PROBLEMS AND TASKS ::
(1) Answer these questions using the text on acute liver failure below.
(a) What does a failing liver not make enough of?
(b) Which diseases does the text list vaccination against?
(c) What history should you tell your doctor about?
(2) Write out the acute liver failure text from "Diagnosis of acute liver" to "other medical conditions.", changing "doctor" to "physician".

(GIVEN PASSAGE)

Complications of Acute liver failure 
Acute liver failure often causes complications, including: 
  • Excessive fluid in the brain (cerebral edema). Too much fluid causes pressure to build up in your brain. 
  • Bleeding and bleeding disorders. A failing liver cannot make enough clotting factors, which help blood to clot. Bleeding in the gastrointestinal tract is common with this condition. It may be difficult to control. 
  • Infections. People with acute liver failure are more likely to develop infections, particularly in the blood and in the respiratory and urinary tracts. 
  • Kidney failure. Kidney failure often occurs after following liver failure, especially if you had an acetaminophen overdose, which damages both your liver and your kidneys. 

Prevention of acute liver failure 
Reduce your risk of acute liver failure by taking care of your liver.  
Preventive measures include: 
  • Limit the alcohol use 
  • Practicing safe sex 
  • Not engaging in drug use or needle sharing 
  • Getting vaccinated for hepatitis A and B 
  • Protecting your skin from toxic chemicals 
  • Using aerosol spray cans in ventilated areas so that you don’t inhale the fumes 

Diagnosis of acute liver failure 
If you’re experiencing symptoms, seek help from your doctor. Be sure to let them know if you have a history of alcohol abuse, genetic abnormalities, or other medical conditions.

(End GIVEN PASSAGE)
(STUDY MATERIAL)

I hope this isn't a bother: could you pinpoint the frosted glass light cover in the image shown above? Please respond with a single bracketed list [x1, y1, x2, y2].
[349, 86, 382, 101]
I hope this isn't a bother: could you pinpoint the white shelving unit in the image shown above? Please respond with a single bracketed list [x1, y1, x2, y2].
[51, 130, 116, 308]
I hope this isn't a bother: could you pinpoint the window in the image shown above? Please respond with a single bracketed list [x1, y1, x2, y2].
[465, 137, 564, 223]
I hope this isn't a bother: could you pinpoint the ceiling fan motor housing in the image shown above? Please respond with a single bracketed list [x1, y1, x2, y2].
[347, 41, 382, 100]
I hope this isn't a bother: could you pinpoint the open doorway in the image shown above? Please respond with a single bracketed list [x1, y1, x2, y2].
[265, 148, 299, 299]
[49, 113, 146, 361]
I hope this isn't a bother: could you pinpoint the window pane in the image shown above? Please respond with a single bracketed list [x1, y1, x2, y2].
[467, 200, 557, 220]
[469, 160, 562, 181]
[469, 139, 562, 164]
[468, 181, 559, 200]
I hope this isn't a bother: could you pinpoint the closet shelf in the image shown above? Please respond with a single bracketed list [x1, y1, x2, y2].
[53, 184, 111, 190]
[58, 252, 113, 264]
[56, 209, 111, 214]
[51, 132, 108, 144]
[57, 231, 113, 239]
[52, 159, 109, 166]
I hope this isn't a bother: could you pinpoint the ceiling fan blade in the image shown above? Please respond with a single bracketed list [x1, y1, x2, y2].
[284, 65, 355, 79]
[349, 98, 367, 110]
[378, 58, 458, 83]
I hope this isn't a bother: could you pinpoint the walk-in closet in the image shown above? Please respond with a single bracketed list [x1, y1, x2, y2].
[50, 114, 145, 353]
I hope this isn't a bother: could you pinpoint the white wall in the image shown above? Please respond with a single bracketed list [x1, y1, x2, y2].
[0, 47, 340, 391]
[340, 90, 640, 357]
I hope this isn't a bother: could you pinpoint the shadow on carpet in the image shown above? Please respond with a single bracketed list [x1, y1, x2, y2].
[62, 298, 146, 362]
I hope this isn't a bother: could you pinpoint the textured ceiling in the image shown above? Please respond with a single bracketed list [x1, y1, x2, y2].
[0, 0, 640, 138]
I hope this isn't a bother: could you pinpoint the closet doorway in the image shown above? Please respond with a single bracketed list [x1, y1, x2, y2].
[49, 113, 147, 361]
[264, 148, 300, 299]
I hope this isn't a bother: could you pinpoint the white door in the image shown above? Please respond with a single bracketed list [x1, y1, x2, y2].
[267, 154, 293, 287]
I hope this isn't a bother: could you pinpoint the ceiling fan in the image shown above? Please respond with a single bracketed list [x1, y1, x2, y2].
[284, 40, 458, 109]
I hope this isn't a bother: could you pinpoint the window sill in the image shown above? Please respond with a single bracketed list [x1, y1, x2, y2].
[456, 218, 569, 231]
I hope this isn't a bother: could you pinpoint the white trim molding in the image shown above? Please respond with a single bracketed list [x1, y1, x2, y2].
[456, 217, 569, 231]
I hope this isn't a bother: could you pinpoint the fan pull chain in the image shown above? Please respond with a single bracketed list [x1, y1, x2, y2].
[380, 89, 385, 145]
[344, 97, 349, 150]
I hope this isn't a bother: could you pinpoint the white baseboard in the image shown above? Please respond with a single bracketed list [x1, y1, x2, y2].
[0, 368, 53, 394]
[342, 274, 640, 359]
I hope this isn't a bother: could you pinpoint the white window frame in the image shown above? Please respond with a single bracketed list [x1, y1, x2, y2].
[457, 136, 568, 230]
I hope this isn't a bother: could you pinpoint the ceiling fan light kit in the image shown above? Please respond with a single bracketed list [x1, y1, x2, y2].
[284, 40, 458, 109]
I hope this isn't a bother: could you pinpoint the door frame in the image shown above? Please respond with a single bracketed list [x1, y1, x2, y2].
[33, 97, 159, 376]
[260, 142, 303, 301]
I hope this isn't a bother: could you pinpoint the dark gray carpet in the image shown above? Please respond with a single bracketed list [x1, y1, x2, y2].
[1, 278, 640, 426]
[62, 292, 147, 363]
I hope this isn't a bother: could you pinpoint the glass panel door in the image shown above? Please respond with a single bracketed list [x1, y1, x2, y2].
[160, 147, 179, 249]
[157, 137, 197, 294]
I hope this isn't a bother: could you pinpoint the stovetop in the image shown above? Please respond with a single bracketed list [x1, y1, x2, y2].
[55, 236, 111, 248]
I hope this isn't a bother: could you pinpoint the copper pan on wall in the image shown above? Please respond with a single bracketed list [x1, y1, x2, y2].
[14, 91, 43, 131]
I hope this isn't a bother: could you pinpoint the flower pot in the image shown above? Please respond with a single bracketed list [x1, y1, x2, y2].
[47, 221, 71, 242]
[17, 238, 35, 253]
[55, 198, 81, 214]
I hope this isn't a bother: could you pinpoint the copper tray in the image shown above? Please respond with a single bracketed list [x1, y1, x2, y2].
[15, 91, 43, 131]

(End STUDY MATERIAL)

RESPONSES PER TASK ::
(1)
(a) Clotting factors, which help blood to clot.
(b) Hepatitis A and B.
(c) A history of alcohol abuse, genetic abnormalities, or other medical conditions.

(2)
Diagnosis of acute liver failure 
If you’re experiencing symptoms, seek help from your physician. Be sure to let them know if you have a history of alcohol abuse, genetic abnormalities, or other medical conditions.